Point localization data:
◆ ◆ ◆ ◆ ◆ ◆ ◆
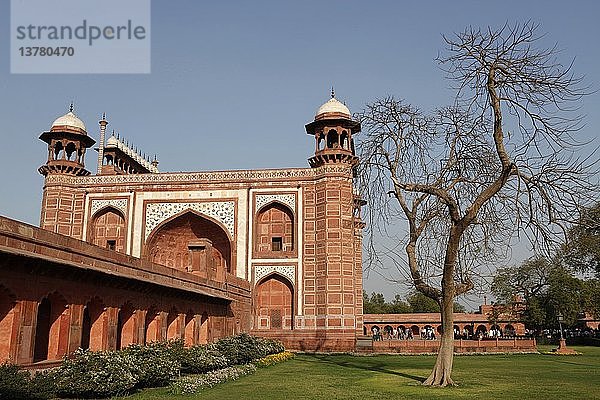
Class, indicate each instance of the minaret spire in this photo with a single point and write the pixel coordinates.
(103, 122)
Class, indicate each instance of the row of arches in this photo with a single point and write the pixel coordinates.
(334, 139)
(469, 330)
(57, 327)
(121, 165)
(175, 242)
(66, 150)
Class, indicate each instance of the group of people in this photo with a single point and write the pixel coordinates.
(427, 333)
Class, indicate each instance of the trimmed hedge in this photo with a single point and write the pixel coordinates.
(88, 374)
(18, 384)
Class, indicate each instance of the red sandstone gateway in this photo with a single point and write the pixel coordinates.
(131, 255)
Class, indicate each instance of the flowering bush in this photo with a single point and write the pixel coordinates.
(96, 374)
(202, 358)
(195, 383)
(18, 384)
(243, 348)
(156, 363)
(273, 359)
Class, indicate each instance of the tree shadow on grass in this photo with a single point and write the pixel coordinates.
(374, 367)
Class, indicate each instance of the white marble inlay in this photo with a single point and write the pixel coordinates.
(119, 204)
(287, 199)
(289, 271)
(222, 211)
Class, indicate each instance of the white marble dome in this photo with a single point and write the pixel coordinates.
(112, 142)
(69, 119)
(333, 105)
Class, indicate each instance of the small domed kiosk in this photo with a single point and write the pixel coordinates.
(333, 129)
(67, 142)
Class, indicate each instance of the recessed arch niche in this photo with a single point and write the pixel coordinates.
(188, 241)
(274, 231)
(108, 229)
(274, 303)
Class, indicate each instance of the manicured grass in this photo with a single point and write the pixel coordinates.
(329, 377)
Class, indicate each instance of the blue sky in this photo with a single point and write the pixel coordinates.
(233, 83)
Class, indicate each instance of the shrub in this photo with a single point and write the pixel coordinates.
(270, 346)
(96, 374)
(202, 358)
(243, 348)
(155, 364)
(43, 385)
(273, 359)
(18, 384)
(195, 383)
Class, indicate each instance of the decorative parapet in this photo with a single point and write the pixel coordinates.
(197, 177)
(119, 204)
(222, 211)
(287, 199)
(288, 271)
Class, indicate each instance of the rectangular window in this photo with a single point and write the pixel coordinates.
(276, 244)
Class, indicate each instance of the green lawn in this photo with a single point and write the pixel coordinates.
(492, 377)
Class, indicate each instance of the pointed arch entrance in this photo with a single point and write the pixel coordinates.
(7, 306)
(274, 303)
(191, 242)
(52, 328)
(274, 229)
(108, 229)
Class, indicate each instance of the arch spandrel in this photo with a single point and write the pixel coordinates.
(222, 212)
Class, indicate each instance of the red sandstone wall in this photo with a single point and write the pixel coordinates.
(63, 210)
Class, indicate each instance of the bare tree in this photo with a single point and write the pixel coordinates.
(501, 161)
◆ ◆ ◆ ◆ ◆ ◆ ◆
## WHAT TO DO
Set down nothing but the lines from the one containing "Class, indicate each instance of the decorative" through the end of the entries above, exactly as written, both ends counted.

## EXPECTED ANSWER
Class, indicate each instance of the decorative parapet in this photo with a single point and write the pixel coordinates.
(197, 177)
(119, 204)
(222, 211)
(287, 199)
(288, 271)
Class, indicate each instance of the rectangular window in this photo with a single point and write the pixel coordinates.
(276, 244)
Class, indicate each instance of the green lawn in this photo with a single point and write the pixel coordinates.
(492, 377)
Class, indicate each instance of the pointed arch entrance in this photo with a single point and write the pixel coordinates.
(7, 306)
(274, 303)
(191, 242)
(52, 328)
(274, 229)
(108, 229)
Class, indicate each instance of the arch spandrel in this photo with a single point and write the pixel coordinates.
(222, 212)
Class, indicate each instance of the red sandstone wall in this photo with a single point and write the pixel coordinates.
(63, 210)
Class, indicate each instance of the bare tree in this photo with a single point and write the pixel coordinates.
(501, 161)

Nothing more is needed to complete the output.